### WORK TO DO
Reproduce every entry in the listing without alteration.

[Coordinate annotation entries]
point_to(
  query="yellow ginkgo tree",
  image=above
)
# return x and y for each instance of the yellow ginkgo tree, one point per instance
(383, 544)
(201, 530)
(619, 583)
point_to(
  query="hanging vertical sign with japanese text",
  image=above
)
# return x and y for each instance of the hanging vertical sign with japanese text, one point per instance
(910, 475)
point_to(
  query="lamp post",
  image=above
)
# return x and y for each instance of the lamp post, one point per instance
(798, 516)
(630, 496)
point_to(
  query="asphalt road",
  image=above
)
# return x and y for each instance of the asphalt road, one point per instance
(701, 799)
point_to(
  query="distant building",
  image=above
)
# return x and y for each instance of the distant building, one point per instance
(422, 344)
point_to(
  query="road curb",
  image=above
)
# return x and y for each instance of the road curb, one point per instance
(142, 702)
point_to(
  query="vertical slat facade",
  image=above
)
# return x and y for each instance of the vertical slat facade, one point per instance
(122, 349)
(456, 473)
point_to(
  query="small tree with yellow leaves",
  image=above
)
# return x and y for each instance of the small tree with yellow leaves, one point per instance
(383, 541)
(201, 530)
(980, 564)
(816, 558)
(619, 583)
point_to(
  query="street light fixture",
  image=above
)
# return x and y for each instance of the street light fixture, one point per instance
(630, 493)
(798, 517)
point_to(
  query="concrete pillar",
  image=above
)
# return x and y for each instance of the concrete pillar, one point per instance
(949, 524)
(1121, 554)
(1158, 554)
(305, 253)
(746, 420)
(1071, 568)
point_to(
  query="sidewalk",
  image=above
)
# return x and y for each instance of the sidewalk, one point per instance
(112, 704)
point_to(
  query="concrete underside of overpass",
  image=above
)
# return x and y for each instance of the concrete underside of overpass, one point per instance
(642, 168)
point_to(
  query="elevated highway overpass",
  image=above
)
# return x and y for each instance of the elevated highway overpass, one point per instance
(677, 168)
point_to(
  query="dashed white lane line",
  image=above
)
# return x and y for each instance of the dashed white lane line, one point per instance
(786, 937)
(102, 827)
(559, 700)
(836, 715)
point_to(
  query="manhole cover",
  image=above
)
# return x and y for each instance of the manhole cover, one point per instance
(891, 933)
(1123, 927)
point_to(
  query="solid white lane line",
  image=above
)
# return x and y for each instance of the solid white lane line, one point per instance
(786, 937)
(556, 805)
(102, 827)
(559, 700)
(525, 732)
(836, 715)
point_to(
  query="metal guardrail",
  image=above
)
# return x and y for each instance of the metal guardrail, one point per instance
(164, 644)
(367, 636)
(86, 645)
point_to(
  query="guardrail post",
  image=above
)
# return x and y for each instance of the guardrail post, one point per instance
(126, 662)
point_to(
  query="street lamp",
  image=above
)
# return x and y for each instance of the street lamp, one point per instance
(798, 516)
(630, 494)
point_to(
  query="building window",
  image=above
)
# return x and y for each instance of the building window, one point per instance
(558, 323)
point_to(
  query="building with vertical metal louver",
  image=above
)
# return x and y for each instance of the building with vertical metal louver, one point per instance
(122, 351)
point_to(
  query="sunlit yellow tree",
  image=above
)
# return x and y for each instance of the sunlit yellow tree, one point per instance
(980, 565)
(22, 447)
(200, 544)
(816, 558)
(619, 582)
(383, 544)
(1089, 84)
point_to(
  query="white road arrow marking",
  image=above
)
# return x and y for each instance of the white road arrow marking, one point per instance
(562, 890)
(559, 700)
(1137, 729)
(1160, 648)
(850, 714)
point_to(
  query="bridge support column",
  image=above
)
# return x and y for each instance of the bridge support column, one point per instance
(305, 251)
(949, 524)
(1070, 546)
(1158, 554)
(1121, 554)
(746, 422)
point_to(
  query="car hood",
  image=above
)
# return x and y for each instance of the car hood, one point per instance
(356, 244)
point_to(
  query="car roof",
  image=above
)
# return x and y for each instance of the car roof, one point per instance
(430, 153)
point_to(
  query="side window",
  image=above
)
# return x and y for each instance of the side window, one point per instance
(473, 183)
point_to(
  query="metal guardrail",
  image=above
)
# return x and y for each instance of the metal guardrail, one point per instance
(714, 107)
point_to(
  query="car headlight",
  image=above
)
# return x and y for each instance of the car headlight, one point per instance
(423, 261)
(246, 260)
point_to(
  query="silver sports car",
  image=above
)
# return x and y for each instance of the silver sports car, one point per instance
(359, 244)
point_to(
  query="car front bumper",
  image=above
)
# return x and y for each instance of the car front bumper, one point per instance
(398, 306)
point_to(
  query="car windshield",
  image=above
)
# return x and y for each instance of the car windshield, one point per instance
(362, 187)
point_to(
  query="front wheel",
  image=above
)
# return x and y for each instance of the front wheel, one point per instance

### EXERCISE OUTPUT
point_to(
  query="yellow ginkgo tree",
  image=above
)
# return x and y for each instance of the yellow ginkgo tree, one point per instance
(383, 544)
(201, 530)
(619, 583)
point_to(
  query="hanging vertical sign with japanese text",
  image=above
)
# return x and y for each instance of the hanging vertical sign with japanese text, one point per instance
(910, 475)
point_to(
  query="lamp post",
  image=above
)
# return x and y for each instance of the lamp post, one point per instance
(798, 516)
(630, 496)
point_to(
  query="asphalt road",
  image=above
)
# return x and y for each instance of the asphalt road, one point per instance
(701, 799)
point_to(
  query="distant building",
  image=above
)
# return x and y for each instance of the distant building, one point per instance
(422, 344)
point_to(
  query="road curb",
  image=above
)
# return x and y for each instance of the road curb, one point per instance
(142, 702)
point_to(
  query="vertical slat facade",
  image=above
)
# return x and y for each instance of the vertical slat facade, one point per instance
(122, 349)
(456, 473)
point_to(
  query="small tree with yellow leaves",
  image=above
)
# return x and y for each instance of the small tree with yellow leaves, one point per instance
(383, 541)
(201, 530)
(980, 564)
(816, 558)
(619, 583)
point_to(
  query="street light fixture",
  image=above
)
# return x and y for each instance of the street light fixture, one point per instance
(630, 493)
(798, 517)
point_to(
  query="concrete pillar",
  image=above
)
# return x and y for each instance of the concrete pillar, one point per instance
(949, 524)
(1121, 554)
(1158, 554)
(305, 253)
(746, 420)
(1071, 568)
point_to(
  query="sidewalk",
  image=above
)
# return x and y for each instance of the sidewalk, one point per instance
(112, 704)
point_to(
  query="concrete underside of overpass",
  image=above
)
# return x and y for each instance of the concrete underside of overpass, one point per instance
(642, 168)
point_to(
  query="elevated highway overpass",
  image=above
)
# return x and y for each instance of the elevated highway overpass, one point per instance
(677, 168)
point_to(
  query="dashed white lane line",
  image=above
)
# return x and y for each instance of the dashed white lane line, one point per instance
(786, 937)
(102, 827)
(559, 700)
(836, 715)
point_to(
  query="manhole cover",
  image=above
)
# return x and y for each instance of the manhole cover, one point per instance
(891, 933)
(1123, 927)
point_to(
  query="solid white lane line",
  image=above
)
# return x and y for each instance of the solid white lane line, one point per instance
(786, 937)
(556, 805)
(102, 827)
(559, 700)
(525, 732)
(836, 715)
point_to(
  query="metal guardrail",
  image=above
)
# return x and y for each instance of the metal guardrail, one point per instance
(164, 644)
(367, 636)
(86, 645)
point_to(
  query="guardrail post",
  image=above
)
# return x and y for each instance of the guardrail post, one point per instance
(126, 662)
point_to(
  query="street lamp",
  image=above
)
# return x and y for each instance of the street lamp, one point per instance
(798, 516)
(630, 494)
point_to(
  query="building window",
  image=above
)
# return x and y for each instance of the building window, one point per instance
(558, 323)
point_to(
  query="building with vertical metal louver",
  image=above
)
# return x and y for each instance of the building with vertical metal louver, one point per instance
(122, 351)
point_to(
  query="sunlit yellow tree",
  image=above
)
# return x and y for each instance of the sunlit yellow tree, one point per instance
(980, 565)
(22, 447)
(200, 544)
(816, 558)
(619, 582)
(383, 544)
(1089, 84)
point_to(
  query="white road arrow marking",
  image=above
)
# return x and y for each instance of the white road arrow marking, one point per instance
(562, 890)
(559, 700)
(1137, 729)
(1160, 648)
(850, 714)
point_to(
  query="bridge support column",
  image=above
)
# return x and y for each instance of the bridge support column, one point per instance
(305, 251)
(949, 524)
(1070, 546)
(1158, 554)
(1121, 554)
(746, 422)
point_to(
  query="car hood",
  image=above
)
# return x and y for each instance of the car hood, one point per instance
(356, 244)
point_to(
  query="car roof",
  image=above
)
# return x and y for each instance of the car roof, one point per instance
(430, 153)
point_to(
  query="side window",
  image=above
)
# return x and y for each instance of the side window, one point per instance
(473, 183)
point_to(
  query="metal guardrail",
  image=above
)
# return x and y for each instance of the metal guardrail, one point per instance
(714, 107)
point_to(
  query="car headlight",
  image=above
)
# return x and y for each instance of the car headlight, one point per instance
(423, 261)
(246, 260)
point_to(
  query="silver sports car",
  image=above
)
# return x and y for each instance of the silver sports car, one point per instance
(359, 244)
point_to(
  query="car front bumper",
  image=above
)
# return x and y for each instance of the car front bumper, one point per instance
(398, 306)
point_to(
  query="car windshield",
  image=above
)
# return x and y for each instance of the car windshield, one point per instance
(362, 187)
point_to(
  query="front wheel",
  image=above
)
# return x and y for each instance of the front wheel, one point per instance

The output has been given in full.